TASK DESCRIPTION →
Exactly as given, write out the lines from the one containing "Annotation task: mark the sand mound" through the end of the listing, with both ends included and nothing else.

[Extracted data entries]
++++++++++

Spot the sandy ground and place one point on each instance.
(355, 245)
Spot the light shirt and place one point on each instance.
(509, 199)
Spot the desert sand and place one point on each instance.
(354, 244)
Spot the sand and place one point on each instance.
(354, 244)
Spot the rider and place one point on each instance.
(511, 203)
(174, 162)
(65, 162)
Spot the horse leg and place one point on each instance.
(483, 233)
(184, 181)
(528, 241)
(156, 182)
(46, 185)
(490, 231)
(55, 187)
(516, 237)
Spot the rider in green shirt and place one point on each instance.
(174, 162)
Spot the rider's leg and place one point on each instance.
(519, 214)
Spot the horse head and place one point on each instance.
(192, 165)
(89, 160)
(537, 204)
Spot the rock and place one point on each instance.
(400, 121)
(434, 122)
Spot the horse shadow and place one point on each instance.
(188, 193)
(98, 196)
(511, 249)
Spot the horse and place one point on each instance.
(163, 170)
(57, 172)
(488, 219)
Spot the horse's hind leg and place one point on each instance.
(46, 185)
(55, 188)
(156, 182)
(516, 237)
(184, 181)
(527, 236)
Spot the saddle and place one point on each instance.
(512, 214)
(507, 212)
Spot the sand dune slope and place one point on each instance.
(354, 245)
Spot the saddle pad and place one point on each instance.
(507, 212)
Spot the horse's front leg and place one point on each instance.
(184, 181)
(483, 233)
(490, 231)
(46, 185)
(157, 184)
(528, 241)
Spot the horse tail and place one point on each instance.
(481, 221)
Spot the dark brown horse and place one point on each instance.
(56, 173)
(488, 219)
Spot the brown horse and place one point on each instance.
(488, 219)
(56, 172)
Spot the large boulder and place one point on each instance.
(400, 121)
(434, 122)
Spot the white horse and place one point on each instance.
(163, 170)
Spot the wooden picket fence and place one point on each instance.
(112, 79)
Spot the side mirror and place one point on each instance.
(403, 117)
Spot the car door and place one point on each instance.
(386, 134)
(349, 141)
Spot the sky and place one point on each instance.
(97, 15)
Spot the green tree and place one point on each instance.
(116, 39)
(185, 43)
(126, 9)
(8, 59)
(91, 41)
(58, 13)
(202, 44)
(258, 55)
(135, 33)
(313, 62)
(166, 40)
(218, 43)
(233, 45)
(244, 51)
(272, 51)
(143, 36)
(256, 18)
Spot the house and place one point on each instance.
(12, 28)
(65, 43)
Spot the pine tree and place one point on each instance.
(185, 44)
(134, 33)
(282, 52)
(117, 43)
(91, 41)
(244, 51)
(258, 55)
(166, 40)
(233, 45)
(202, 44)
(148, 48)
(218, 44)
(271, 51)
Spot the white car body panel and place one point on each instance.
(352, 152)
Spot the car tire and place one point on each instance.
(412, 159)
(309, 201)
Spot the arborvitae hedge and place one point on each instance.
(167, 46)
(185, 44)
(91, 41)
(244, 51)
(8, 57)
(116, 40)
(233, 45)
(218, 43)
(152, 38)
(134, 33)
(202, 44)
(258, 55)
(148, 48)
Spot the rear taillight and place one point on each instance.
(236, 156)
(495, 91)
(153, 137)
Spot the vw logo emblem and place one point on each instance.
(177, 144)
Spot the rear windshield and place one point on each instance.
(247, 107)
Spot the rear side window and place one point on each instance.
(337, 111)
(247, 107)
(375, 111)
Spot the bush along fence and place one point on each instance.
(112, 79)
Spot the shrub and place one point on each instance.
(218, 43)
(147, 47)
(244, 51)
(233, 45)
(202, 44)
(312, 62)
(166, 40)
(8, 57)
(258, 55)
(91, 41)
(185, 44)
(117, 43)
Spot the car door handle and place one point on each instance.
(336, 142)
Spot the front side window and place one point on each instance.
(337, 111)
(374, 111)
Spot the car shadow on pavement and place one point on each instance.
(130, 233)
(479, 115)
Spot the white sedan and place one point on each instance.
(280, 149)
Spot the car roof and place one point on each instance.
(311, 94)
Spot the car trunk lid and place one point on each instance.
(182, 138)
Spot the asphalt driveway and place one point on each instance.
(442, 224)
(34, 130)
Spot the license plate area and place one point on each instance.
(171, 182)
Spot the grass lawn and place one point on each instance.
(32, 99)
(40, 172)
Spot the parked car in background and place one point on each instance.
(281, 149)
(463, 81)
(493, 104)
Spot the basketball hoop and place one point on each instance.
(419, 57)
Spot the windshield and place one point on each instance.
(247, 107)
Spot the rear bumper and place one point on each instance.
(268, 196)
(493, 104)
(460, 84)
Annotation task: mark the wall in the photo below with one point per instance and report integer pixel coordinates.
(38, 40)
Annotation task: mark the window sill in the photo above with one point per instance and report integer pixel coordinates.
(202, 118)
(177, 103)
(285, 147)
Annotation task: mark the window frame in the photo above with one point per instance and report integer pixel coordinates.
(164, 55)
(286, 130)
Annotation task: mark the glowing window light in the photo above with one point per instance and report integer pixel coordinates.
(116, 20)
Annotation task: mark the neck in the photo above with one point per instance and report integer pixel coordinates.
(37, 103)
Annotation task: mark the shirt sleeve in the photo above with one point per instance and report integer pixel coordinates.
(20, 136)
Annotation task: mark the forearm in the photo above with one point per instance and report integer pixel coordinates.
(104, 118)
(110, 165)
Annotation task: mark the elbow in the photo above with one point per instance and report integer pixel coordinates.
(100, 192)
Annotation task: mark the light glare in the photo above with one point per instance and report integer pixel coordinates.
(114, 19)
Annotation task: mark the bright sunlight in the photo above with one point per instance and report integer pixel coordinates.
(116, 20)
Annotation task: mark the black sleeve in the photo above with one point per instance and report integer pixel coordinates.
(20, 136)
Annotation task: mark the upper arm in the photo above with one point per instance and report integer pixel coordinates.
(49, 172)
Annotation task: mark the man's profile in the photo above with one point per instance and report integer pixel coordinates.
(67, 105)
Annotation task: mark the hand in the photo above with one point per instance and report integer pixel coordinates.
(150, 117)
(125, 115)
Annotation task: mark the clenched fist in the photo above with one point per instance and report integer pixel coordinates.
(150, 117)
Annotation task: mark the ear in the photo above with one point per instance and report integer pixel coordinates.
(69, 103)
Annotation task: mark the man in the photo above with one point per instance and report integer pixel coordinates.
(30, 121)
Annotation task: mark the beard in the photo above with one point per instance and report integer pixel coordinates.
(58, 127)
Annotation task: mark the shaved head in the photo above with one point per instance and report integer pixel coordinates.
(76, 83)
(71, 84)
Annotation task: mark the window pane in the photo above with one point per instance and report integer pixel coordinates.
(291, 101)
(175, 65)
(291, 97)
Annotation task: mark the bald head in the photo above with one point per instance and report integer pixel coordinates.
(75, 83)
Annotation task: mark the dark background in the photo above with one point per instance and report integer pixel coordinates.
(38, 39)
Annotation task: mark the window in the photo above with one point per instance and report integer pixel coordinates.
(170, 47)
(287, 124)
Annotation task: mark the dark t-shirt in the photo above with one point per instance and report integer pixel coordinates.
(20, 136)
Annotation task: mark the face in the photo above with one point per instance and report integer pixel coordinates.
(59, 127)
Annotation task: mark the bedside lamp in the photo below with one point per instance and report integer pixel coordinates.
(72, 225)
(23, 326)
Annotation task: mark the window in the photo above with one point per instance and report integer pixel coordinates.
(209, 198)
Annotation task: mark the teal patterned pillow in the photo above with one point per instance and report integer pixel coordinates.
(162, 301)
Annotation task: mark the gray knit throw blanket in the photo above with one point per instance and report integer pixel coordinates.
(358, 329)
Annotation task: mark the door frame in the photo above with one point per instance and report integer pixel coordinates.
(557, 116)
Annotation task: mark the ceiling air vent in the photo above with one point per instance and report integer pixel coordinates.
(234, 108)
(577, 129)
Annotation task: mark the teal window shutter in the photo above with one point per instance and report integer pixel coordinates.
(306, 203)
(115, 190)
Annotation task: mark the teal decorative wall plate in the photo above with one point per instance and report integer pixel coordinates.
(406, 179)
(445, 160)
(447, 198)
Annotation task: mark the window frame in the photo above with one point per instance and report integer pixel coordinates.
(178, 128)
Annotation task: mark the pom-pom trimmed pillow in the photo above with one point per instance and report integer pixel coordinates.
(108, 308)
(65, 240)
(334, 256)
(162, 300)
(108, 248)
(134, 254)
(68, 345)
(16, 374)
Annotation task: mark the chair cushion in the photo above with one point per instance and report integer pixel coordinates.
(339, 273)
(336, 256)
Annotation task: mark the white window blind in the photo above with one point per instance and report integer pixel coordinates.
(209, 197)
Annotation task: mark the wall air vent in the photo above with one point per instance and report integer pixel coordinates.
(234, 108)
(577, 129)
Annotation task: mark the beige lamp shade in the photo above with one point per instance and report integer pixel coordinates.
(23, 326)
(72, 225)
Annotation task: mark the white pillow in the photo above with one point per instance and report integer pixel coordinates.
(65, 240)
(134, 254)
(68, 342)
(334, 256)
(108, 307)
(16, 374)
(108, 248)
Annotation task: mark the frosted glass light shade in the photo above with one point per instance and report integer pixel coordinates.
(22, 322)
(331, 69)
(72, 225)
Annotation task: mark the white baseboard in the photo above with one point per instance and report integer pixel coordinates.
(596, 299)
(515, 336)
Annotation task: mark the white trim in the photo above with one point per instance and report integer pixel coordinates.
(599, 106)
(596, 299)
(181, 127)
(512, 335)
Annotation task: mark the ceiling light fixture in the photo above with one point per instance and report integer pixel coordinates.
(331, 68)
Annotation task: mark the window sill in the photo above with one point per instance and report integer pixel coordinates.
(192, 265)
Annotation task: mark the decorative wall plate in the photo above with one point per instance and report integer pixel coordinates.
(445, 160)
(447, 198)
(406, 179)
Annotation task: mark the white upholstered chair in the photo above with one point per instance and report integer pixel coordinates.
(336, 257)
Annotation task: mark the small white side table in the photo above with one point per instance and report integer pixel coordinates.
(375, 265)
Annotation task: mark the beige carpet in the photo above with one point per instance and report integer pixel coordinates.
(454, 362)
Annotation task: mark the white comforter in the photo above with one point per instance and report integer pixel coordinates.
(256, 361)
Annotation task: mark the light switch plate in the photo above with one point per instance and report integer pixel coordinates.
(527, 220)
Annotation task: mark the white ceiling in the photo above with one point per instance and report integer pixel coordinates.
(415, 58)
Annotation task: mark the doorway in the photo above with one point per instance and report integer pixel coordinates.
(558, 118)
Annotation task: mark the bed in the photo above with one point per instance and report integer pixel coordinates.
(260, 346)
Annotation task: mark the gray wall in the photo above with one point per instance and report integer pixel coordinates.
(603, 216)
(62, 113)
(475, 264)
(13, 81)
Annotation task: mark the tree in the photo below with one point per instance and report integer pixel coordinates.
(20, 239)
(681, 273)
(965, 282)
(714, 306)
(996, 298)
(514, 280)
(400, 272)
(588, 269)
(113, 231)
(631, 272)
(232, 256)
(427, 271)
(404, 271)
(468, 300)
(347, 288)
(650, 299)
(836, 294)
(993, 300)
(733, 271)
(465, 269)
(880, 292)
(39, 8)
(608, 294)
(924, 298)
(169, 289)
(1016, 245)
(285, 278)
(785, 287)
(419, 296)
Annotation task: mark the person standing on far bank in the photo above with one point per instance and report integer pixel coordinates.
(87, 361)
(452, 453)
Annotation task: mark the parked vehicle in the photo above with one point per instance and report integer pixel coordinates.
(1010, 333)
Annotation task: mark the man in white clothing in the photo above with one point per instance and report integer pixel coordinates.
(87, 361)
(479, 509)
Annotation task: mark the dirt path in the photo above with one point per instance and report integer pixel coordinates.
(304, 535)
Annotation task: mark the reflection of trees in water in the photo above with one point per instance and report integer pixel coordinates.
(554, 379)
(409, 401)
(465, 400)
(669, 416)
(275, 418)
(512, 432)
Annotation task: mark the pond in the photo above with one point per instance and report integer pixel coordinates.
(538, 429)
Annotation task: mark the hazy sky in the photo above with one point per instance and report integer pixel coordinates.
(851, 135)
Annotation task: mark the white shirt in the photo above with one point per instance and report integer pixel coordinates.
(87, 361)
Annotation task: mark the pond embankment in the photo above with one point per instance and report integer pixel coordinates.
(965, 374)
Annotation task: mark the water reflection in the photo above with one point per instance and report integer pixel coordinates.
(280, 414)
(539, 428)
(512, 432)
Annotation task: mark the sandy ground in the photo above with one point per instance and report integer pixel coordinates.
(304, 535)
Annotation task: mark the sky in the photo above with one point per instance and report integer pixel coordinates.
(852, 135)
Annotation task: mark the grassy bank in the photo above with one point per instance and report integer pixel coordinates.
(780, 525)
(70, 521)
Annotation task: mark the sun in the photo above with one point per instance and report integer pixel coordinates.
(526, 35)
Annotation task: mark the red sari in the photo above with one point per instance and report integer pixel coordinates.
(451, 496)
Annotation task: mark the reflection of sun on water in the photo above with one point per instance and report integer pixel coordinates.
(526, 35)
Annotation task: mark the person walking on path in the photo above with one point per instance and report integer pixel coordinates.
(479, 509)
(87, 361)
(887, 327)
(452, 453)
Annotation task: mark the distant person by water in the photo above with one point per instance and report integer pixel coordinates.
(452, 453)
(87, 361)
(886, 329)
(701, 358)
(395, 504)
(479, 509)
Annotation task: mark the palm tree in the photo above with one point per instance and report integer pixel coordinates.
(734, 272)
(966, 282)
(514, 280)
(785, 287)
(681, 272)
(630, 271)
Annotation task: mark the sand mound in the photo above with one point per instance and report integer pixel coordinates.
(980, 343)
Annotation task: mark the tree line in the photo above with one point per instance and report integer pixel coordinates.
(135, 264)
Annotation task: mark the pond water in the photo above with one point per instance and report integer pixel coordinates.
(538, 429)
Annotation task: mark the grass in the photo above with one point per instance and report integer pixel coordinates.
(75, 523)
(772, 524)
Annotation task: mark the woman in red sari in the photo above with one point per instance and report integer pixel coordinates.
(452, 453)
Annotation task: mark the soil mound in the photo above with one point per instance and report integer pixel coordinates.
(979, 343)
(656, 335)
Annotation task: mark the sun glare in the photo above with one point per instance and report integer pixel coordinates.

++++++++++

CORRECT OUTPUT →
Annotation task: mark the sand mound in the photo above with one point per instance and report integer pixel coordinates.
(980, 343)
Annotation task: mark the tree line in the photo above with one point per instance and report integer pixel coordinates.
(135, 264)
Annotation task: mark the pond water in the photo above with one point per instance and report integer pixel coordinates.
(538, 429)
Annotation task: mark the grass in the photo above with one point per instance and report integer pixel coordinates.
(75, 523)
(772, 524)
Annotation task: mark the woman in red sari in the photo above with one point per instance and report integer pixel coordinates.
(452, 453)
Annotation task: mark the soil mound in the photo above with one point per instance and report integer pixel coordinates.
(979, 343)
(656, 335)
Annotation task: mark the sun glare in the photo above with one point per instance and report integer pixel coordinates.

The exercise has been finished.